**Written exercise:**
Repeat the data below verbatim, omitting the pictures from your answer.

Image point annotation entries:
——————

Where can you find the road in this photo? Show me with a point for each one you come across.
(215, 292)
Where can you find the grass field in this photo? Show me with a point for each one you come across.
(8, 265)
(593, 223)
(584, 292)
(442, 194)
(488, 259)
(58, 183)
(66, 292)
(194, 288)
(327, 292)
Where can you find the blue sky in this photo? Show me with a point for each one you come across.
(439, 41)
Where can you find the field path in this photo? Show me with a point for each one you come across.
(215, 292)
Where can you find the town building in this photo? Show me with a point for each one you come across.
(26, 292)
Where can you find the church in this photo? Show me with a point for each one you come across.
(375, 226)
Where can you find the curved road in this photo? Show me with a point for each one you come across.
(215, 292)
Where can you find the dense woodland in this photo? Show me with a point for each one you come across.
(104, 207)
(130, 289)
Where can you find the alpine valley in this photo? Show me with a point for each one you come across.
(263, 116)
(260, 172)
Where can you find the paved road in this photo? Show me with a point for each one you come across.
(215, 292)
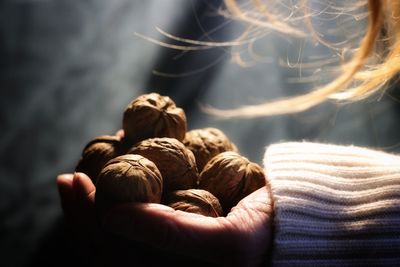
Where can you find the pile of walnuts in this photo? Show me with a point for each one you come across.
(158, 160)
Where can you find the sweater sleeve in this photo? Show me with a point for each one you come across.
(334, 205)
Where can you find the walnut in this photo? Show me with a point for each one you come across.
(128, 178)
(230, 177)
(97, 152)
(194, 201)
(152, 115)
(175, 162)
(206, 143)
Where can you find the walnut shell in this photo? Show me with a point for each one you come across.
(128, 178)
(97, 152)
(230, 177)
(206, 143)
(175, 162)
(152, 115)
(195, 201)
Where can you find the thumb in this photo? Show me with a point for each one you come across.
(241, 238)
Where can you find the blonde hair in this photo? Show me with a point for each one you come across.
(375, 62)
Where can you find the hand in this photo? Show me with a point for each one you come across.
(242, 238)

——————

**Response to the task:**
Where can you find the road in this photo? Show me with a point for each one you come across.
(215, 292)
Where can you find the grass field in this photo? Show me with a point for each one you come across.
(8, 265)
(593, 223)
(584, 292)
(442, 194)
(488, 259)
(58, 183)
(66, 292)
(194, 288)
(327, 292)
Where can you find the blue sky in this photo? Show me with a point for each one you come across.
(439, 41)
Where can you find the field path in this photo? Show me with a point for each one you come across.
(215, 292)
Where can you find the town building in this photo? Show me with a point for each one you come across.
(26, 292)
Where can you find the church in this photo? Show me with a point for each one you come across.
(375, 226)
Where can you find the curved road in this photo? Show me with a point for each one you come across.
(215, 292)
Where can you find the dense woodland in this photo? Show me with a point for each one you come across.
(104, 207)
(130, 289)
Where can you find the alpine valley in this photo? Show me with a point for each one you come across.
(263, 116)
(260, 172)
Where can you find the paved road in this photo? Show me with a point for each one you come across.
(215, 292)
Where can you find the pile of walnuts in this photo? Show me with a point for each one you come across.
(158, 160)
Where can you find the sweater sleeve in this photo? Show me with a point for each one you come across.
(334, 205)
Where can you find the walnut in this photo? Show me with a point for each one you come across.
(128, 178)
(230, 177)
(97, 152)
(194, 201)
(152, 115)
(175, 162)
(206, 143)
Where can you find the walnut shell in this photo? Show me with a point for each one you come across.
(128, 178)
(97, 152)
(230, 177)
(206, 143)
(175, 162)
(152, 115)
(195, 201)
Where can you find the thumb in this photo? Show me with a point for each one you come across.
(241, 238)
Where can you find the blonde hair in this photo? Show me with a point for each one you come across.
(375, 62)
Where can you find the hand in this photo? Show me with a point for each one you come across.
(242, 238)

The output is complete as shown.